**PROVIDED RECORDS:**
------------------------------------------------------------------------

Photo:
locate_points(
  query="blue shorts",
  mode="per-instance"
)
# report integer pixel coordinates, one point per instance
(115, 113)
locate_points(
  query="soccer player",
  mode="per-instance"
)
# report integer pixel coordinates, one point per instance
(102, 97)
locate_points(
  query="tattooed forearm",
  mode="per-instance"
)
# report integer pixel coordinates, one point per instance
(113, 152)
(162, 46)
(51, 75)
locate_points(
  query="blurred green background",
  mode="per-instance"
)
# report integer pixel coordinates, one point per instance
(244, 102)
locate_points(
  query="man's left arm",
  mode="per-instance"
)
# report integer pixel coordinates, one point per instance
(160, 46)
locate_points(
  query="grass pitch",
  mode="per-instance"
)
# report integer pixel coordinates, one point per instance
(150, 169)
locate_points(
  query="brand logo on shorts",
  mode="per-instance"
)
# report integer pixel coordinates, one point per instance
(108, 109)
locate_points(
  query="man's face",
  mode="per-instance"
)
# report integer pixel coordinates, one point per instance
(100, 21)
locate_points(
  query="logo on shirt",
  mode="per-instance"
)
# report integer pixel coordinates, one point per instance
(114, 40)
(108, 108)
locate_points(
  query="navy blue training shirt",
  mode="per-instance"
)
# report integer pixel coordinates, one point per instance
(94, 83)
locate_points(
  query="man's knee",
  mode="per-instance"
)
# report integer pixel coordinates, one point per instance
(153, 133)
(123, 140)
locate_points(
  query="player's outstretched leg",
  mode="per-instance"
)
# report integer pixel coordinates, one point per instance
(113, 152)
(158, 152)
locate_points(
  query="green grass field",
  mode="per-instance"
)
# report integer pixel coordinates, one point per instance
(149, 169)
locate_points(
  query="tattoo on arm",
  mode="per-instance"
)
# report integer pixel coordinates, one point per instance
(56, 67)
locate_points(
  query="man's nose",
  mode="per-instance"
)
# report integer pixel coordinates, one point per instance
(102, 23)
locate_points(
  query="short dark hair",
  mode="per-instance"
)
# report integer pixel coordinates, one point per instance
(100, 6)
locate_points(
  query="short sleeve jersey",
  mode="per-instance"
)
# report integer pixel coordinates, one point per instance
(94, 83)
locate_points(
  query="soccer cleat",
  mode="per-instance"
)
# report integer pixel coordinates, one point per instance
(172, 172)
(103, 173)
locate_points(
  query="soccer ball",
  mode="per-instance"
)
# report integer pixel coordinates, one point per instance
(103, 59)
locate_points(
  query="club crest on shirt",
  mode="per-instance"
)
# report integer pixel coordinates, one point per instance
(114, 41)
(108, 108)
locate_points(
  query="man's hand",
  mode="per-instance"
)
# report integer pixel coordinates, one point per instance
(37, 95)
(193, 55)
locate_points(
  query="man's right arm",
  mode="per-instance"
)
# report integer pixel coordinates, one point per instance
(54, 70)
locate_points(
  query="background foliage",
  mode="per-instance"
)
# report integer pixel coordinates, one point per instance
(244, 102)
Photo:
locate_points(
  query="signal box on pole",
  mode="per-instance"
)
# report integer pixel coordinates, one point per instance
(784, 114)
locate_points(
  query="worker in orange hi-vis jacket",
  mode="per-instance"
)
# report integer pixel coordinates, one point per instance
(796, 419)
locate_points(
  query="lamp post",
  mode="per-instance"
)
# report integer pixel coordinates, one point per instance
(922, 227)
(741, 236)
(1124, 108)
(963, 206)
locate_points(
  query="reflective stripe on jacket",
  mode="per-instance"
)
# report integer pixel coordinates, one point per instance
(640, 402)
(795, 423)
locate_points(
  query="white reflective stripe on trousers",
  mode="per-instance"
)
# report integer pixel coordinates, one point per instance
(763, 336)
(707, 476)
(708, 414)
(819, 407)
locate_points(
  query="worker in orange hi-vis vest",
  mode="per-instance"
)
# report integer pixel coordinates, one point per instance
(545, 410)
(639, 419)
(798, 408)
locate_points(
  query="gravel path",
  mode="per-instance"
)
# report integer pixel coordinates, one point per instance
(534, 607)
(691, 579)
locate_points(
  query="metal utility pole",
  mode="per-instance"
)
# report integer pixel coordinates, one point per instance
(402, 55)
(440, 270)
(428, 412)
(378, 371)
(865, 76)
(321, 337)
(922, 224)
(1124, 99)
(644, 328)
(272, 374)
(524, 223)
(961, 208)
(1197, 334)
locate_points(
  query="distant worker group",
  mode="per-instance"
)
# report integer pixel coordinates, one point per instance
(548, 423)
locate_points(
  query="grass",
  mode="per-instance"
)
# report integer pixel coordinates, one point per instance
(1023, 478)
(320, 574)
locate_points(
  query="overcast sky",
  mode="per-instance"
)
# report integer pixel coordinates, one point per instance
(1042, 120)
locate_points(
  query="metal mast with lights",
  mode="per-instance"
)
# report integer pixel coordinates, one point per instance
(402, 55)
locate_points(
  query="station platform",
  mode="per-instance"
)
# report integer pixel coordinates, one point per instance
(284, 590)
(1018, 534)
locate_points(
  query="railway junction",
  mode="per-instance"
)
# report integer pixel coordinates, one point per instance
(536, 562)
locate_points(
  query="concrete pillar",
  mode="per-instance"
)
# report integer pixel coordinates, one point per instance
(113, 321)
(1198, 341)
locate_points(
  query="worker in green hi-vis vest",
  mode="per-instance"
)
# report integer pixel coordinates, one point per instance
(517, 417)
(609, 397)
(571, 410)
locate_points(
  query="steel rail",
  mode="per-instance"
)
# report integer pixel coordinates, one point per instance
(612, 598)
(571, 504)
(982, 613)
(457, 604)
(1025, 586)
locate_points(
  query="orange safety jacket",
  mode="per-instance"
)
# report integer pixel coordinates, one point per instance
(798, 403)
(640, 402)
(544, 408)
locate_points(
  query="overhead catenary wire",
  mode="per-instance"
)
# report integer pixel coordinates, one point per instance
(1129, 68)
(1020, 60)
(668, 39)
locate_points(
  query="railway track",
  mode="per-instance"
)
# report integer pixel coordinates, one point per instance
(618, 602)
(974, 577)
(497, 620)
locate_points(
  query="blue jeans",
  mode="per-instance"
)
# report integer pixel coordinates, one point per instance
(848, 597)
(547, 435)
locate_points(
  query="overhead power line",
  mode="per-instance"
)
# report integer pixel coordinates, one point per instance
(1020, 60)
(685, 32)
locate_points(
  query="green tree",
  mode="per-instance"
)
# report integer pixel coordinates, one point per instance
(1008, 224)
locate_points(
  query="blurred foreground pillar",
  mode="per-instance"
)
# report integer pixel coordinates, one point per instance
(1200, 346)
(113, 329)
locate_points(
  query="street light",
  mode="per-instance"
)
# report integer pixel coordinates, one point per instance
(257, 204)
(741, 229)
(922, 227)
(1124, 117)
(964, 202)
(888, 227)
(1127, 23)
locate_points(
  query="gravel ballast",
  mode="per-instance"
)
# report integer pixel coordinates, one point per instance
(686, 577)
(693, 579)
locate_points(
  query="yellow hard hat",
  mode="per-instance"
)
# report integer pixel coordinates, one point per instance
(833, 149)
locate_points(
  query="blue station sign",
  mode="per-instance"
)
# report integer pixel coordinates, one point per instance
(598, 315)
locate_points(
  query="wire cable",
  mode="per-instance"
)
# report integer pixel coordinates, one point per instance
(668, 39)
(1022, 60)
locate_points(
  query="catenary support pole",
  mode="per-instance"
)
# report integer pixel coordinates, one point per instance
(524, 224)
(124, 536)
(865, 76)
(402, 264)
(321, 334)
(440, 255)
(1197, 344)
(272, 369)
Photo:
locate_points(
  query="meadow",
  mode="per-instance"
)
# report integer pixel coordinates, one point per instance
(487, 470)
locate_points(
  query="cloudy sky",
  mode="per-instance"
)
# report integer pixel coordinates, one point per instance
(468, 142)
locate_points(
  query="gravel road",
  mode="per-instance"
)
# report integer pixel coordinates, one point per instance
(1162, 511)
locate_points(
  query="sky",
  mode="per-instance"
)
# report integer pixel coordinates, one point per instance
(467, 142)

------------------------------------------------------------------------

**DIRECTIONS FOR THIS TASK:** Return every line of the entries above that contains the word "orange".

**THE SOLUTION:**
  query="worker in orange hi-vis jacket",
  query="worker in orange hi-vis vest",
  query="orange safety jacket",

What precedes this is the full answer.